(Point localization data)
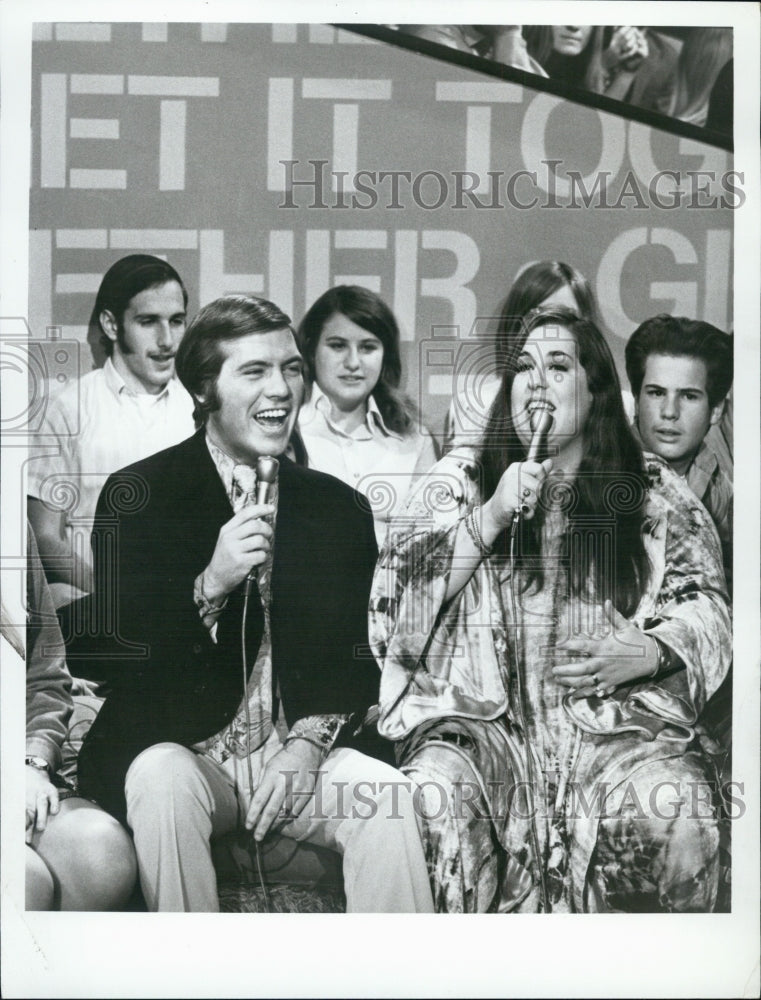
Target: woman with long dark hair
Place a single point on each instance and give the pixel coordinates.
(357, 424)
(549, 626)
(544, 283)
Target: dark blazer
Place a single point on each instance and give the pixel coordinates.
(155, 530)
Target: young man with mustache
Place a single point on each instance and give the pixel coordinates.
(112, 416)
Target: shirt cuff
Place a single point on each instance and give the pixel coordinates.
(209, 611)
(319, 730)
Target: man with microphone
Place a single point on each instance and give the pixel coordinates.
(243, 588)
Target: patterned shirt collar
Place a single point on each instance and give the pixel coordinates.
(225, 465)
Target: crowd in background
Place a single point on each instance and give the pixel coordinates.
(684, 73)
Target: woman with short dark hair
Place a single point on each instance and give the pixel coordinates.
(357, 424)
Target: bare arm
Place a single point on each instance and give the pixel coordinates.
(62, 564)
(493, 517)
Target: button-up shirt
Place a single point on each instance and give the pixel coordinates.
(378, 462)
(93, 427)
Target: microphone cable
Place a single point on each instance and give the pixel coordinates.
(519, 668)
(541, 422)
(266, 473)
(247, 711)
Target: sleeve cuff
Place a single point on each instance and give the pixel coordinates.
(209, 611)
(319, 730)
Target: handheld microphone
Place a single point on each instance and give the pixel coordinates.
(541, 422)
(266, 476)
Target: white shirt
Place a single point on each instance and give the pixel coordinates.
(376, 461)
(92, 428)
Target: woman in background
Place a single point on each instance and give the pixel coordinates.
(77, 857)
(356, 424)
(546, 283)
(543, 676)
(703, 56)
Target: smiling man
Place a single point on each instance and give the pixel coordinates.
(112, 416)
(246, 709)
(680, 372)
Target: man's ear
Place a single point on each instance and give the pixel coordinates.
(108, 324)
(717, 412)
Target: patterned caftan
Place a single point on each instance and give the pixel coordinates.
(532, 799)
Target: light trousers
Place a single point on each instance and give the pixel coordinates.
(178, 801)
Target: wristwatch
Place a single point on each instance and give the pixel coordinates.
(38, 763)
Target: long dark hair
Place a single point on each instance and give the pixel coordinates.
(605, 501)
(370, 312)
(533, 285)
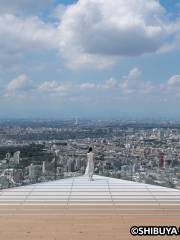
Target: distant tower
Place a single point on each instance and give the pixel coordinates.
(16, 157)
(44, 167)
(161, 160)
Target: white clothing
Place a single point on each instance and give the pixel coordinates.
(90, 165)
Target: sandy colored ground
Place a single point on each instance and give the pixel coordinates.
(81, 223)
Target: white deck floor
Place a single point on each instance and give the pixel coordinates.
(79, 190)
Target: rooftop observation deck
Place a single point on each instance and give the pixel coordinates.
(76, 208)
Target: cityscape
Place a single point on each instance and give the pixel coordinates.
(34, 151)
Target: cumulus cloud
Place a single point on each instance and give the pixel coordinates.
(173, 86)
(130, 84)
(53, 87)
(19, 84)
(96, 32)
(174, 81)
(133, 84)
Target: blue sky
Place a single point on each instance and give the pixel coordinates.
(90, 58)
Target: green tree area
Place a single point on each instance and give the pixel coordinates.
(33, 153)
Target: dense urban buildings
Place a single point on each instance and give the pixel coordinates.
(39, 150)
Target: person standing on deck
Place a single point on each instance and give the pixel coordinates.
(90, 164)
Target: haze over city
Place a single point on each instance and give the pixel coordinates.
(89, 58)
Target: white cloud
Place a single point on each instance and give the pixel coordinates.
(174, 81)
(133, 84)
(88, 86)
(173, 86)
(53, 87)
(130, 84)
(21, 83)
(96, 32)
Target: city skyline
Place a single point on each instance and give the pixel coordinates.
(90, 59)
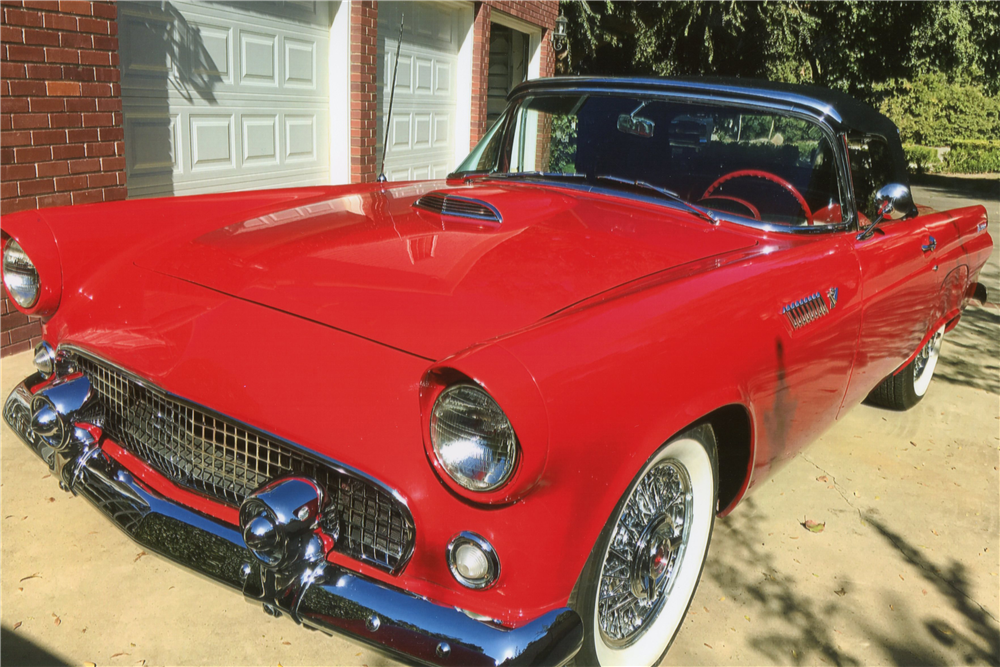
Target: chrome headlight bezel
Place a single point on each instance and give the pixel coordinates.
(483, 418)
(17, 264)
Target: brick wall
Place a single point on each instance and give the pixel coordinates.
(364, 91)
(61, 138)
(536, 12)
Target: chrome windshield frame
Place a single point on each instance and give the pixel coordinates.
(836, 140)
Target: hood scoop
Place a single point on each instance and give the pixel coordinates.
(456, 206)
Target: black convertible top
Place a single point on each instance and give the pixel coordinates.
(839, 110)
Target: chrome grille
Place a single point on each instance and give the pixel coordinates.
(461, 207)
(806, 310)
(226, 460)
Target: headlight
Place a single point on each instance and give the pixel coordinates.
(472, 438)
(20, 275)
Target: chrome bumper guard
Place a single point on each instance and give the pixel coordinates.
(323, 597)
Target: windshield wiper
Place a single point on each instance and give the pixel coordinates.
(669, 194)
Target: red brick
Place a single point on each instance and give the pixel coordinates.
(45, 137)
(109, 104)
(9, 35)
(57, 55)
(112, 163)
(88, 197)
(49, 169)
(26, 53)
(60, 22)
(21, 17)
(68, 152)
(62, 88)
(14, 105)
(71, 183)
(100, 150)
(15, 205)
(75, 40)
(75, 7)
(74, 73)
(43, 37)
(84, 166)
(46, 104)
(29, 121)
(17, 172)
(105, 10)
(101, 180)
(95, 58)
(81, 104)
(82, 136)
(39, 187)
(98, 26)
(58, 199)
(44, 71)
(98, 119)
(96, 89)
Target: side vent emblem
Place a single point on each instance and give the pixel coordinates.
(458, 207)
(809, 309)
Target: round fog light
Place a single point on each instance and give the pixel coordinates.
(473, 561)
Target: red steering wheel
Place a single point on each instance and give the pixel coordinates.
(767, 176)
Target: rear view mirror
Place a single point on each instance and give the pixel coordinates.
(637, 125)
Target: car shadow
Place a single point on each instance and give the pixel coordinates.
(15, 649)
(807, 625)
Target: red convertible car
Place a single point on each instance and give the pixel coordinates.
(491, 419)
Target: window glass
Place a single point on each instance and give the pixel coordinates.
(871, 169)
(765, 166)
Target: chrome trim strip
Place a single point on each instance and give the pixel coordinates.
(805, 311)
(328, 597)
(321, 459)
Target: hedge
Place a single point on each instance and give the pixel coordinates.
(921, 158)
(973, 157)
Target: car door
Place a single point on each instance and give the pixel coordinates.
(898, 277)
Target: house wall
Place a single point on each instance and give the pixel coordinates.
(61, 138)
(61, 134)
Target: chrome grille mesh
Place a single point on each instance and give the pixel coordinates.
(226, 460)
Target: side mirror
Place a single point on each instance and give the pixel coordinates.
(892, 201)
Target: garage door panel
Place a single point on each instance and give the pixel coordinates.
(222, 96)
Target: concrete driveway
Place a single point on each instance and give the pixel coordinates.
(905, 571)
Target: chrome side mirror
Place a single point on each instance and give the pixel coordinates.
(892, 201)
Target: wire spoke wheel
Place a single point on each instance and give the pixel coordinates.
(646, 548)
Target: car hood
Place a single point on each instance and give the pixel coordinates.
(372, 264)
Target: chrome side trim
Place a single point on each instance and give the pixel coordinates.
(324, 597)
(805, 311)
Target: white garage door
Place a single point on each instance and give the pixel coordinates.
(422, 129)
(225, 96)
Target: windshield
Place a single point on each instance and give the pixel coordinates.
(738, 161)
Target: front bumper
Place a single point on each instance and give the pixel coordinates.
(325, 597)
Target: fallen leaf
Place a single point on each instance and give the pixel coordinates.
(813, 526)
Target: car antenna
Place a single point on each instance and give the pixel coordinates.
(392, 94)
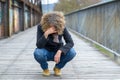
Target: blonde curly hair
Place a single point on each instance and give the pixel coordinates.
(56, 19)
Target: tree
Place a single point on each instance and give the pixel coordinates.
(71, 5)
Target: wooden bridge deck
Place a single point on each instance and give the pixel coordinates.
(17, 61)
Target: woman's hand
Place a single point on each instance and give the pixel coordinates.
(57, 56)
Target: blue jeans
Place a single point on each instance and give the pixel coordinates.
(43, 55)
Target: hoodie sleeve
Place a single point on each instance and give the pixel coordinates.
(41, 40)
(69, 42)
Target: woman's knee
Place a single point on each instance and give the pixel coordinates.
(71, 54)
(39, 54)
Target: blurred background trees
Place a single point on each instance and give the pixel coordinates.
(71, 5)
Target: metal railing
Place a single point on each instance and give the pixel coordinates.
(98, 23)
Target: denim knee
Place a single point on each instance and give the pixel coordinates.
(39, 54)
(71, 54)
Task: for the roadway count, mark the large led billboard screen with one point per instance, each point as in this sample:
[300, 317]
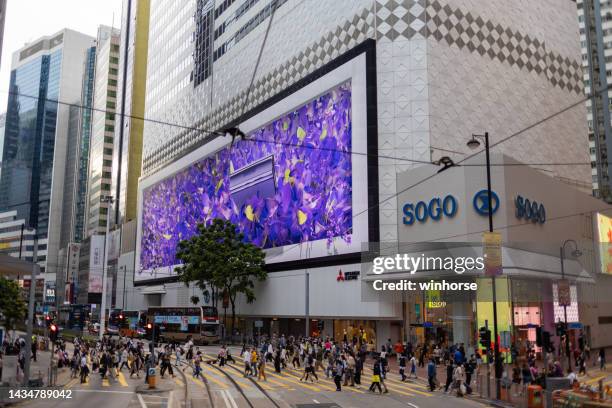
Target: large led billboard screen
[289, 186]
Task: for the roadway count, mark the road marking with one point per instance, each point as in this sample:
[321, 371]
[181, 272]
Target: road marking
[216, 380]
[277, 383]
[595, 379]
[170, 402]
[201, 384]
[71, 383]
[227, 404]
[122, 380]
[106, 391]
[142, 403]
[232, 401]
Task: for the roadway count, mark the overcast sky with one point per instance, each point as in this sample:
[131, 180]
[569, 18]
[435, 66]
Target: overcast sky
[27, 20]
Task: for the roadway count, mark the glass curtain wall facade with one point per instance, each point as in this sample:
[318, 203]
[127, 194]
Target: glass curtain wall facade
[102, 129]
[27, 162]
[83, 152]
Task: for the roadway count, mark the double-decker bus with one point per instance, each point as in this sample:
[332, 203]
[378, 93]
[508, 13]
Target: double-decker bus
[133, 323]
[201, 324]
[114, 321]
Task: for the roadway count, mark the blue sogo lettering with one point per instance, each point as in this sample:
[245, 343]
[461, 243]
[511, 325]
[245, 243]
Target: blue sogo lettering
[421, 211]
[408, 215]
[435, 209]
[530, 210]
[449, 200]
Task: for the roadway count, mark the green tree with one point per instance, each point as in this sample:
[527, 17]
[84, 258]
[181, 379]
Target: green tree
[218, 258]
[12, 306]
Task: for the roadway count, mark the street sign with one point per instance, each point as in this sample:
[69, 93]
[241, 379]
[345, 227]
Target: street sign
[563, 293]
[491, 249]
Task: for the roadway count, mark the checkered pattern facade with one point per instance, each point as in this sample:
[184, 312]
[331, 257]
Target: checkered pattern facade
[389, 21]
[467, 30]
[334, 43]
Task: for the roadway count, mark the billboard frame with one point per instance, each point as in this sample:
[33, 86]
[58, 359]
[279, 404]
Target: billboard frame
[368, 48]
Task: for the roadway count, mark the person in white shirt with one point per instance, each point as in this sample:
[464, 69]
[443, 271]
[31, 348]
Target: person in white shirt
[246, 357]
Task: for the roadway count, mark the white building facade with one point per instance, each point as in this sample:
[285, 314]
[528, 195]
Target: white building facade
[422, 77]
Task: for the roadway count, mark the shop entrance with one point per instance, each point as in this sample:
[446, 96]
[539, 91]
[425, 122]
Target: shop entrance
[361, 331]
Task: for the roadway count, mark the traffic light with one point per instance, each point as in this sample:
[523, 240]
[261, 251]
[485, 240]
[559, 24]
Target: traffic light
[53, 332]
[485, 337]
[539, 341]
[560, 328]
[546, 341]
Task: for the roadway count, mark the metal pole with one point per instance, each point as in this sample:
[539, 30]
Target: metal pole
[29, 326]
[124, 273]
[21, 240]
[498, 366]
[307, 305]
[108, 200]
[567, 349]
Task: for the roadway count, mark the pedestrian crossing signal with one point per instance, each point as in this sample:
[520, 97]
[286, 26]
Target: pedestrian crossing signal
[53, 331]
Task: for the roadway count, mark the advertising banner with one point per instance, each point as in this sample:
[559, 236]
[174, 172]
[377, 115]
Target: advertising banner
[604, 228]
[492, 253]
[563, 293]
[96, 261]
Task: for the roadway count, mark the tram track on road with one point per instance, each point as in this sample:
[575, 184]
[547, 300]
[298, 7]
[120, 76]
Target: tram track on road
[239, 387]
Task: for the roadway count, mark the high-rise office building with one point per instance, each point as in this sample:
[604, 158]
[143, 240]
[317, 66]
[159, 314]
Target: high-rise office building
[102, 129]
[2, 18]
[2, 125]
[127, 161]
[16, 239]
[594, 18]
[82, 159]
[37, 134]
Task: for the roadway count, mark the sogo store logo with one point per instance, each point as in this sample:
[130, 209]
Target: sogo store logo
[435, 209]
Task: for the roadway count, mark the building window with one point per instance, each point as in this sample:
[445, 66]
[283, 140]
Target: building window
[203, 35]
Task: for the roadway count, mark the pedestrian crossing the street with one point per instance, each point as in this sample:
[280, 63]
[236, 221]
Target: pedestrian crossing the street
[290, 379]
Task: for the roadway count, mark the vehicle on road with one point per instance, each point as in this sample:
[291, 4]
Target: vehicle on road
[201, 324]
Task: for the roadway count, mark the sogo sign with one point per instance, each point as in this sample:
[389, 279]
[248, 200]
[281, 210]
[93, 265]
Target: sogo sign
[434, 209]
[530, 210]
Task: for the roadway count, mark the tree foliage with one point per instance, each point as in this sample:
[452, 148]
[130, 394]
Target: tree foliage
[218, 258]
[12, 306]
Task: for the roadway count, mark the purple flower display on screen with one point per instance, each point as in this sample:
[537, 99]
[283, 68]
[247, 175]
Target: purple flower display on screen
[291, 182]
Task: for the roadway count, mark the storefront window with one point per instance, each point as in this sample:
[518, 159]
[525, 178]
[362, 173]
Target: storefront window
[364, 329]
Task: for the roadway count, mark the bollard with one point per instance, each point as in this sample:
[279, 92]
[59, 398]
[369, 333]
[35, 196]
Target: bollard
[534, 397]
[151, 378]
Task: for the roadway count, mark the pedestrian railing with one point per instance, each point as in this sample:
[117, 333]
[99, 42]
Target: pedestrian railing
[509, 392]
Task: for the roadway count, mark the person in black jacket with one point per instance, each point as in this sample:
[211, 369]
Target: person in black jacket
[358, 369]
[449, 375]
[377, 376]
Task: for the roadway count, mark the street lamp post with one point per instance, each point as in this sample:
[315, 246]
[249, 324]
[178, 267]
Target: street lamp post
[108, 200]
[473, 143]
[575, 253]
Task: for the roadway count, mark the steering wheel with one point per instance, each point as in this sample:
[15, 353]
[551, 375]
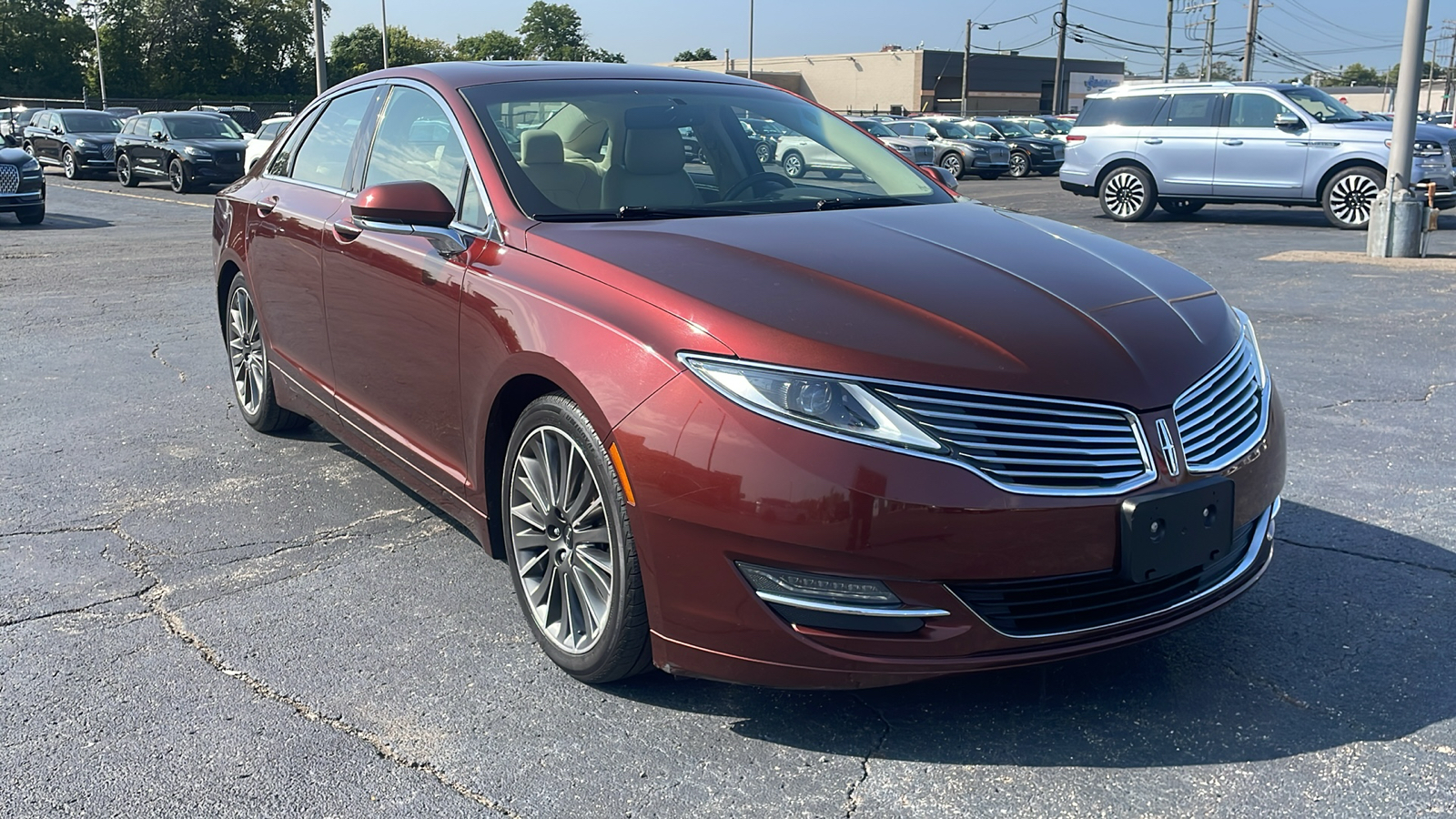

- _Assignment_: Output, from the data above, the lines from the line with "Target: handheld microphone" to the line with "Target: woman in background" exactly as they stand, both ends included and nothing else.

- _Reply to the task_:
Target: handheld microphone
Place a single point on each instance and give the pixel coordinates.
(541, 422)
(266, 476)
Target: white shirt
Place a single point on each instance and give the pixel coordinates.
(376, 461)
(92, 428)
Target: woman in background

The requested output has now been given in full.